▸ Instructions to follow
Can you write out the lines below again, switching each "a single dot" to "exactly one dot" and leaving everything else unchanged?

▸ Working data
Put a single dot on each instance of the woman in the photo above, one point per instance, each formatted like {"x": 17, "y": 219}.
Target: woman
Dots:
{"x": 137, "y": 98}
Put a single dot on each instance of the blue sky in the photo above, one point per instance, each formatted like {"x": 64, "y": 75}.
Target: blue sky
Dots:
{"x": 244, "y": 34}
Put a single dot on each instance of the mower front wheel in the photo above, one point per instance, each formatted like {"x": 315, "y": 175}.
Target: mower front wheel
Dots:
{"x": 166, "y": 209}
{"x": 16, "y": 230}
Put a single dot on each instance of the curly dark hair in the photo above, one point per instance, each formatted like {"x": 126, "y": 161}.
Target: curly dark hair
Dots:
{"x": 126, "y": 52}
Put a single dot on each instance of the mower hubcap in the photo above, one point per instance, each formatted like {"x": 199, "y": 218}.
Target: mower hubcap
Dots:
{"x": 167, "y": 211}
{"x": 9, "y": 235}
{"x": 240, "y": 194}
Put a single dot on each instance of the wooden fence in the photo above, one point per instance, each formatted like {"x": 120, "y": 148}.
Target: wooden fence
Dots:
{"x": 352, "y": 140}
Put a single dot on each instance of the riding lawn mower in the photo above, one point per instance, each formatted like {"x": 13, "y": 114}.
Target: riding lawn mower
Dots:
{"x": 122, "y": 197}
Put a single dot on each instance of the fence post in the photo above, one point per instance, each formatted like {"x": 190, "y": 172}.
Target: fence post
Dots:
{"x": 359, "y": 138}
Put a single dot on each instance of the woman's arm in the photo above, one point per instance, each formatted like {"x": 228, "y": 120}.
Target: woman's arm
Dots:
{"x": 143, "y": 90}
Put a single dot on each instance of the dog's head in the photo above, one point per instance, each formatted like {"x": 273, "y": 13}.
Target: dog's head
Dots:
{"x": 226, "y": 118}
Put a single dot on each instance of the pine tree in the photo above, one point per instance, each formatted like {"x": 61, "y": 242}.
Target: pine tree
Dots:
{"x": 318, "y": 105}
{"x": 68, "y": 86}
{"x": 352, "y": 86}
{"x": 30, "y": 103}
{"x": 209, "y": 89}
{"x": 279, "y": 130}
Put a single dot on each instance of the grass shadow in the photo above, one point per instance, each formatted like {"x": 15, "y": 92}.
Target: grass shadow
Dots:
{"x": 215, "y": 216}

▸ The response
Put exactly one dot on each instance of the woman in the photo above, one point per instance, each formatted like {"x": 17, "y": 219}.
Target: woman
Dots:
{"x": 137, "y": 98}
Put exactly one dot on each instance of the blue sky in the photo above, one point per instance, each formatted like {"x": 64, "y": 75}.
Target: blue sky
Dots:
{"x": 244, "y": 34}
Put exactly one dot on each instance of the mower front wheel in the photo above, one point per instance, each formatted like {"x": 315, "y": 175}.
Target: mower front wheel
Dots:
{"x": 166, "y": 209}
{"x": 16, "y": 230}
Put exactly one dot on each instance of the curly dark hair in the photo above, one point per instance, each formatted like {"x": 126, "y": 161}.
Target: curly dark hair
Dots:
{"x": 126, "y": 52}
Put exactly one dot on each instance of the mower hubcap in the photo above, one point per instance, each formatted like {"x": 199, "y": 218}.
Target: mower hubcap
Dots:
{"x": 167, "y": 211}
{"x": 9, "y": 235}
{"x": 240, "y": 194}
Put exactly one dot on each instance of the wooden fence in the photo above, one point per instance, each formatted like {"x": 120, "y": 148}.
Target: wooden fence
Dots:
{"x": 352, "y": 140}
Put exactly one dot on each instance of the riding lawn mower in the photo above, one point per instance, each formatted like {"x": 13, "y": 114}.
Target: riding lawn mower
Dots:
{"x": 122, "y": 197}
Put exactly one dot on each instance of the fence post in the photo above, one point per instance, each formatted like {"x": 190, "y": 172}.
Target: fence post
Dots:
{"x": 359, "y": 138}
Put exactly one dot on each instance of the woman's arm in the photo above, one point per instance, each formatted like {"x": 228, "y": 120}.
Target: woman's arm
Dots:
{"x": 143, "y": 90}
Put exactly one dot on each instance of the dog's head in the photo above, one point per instance, each formatted like {"x": 273, "y": 13}.
Target: dog's head
Dots:
{"x": 226, "y": 118}
Put exactly one dot on each instance of the pine tree in the photo above, one point per instance, each formatted like {"x": 61, "y": 242}.
Target: pine tree
Dots:
{"x": 318, "y": 105}
{"x": 68, "y": 86}
{"x": 352, "y": 86}
{"x": 30, "y": 103}
{"x": 209, "y": 89}
{"x": 279, "y": 130}
Put exactly one dot on each instance of the grass shadow in the photo above, one point per instance, each formatted like {"x": 15, "y": 92}.
Target: grass shadow
Dots:
{"x": 215, "y": 216}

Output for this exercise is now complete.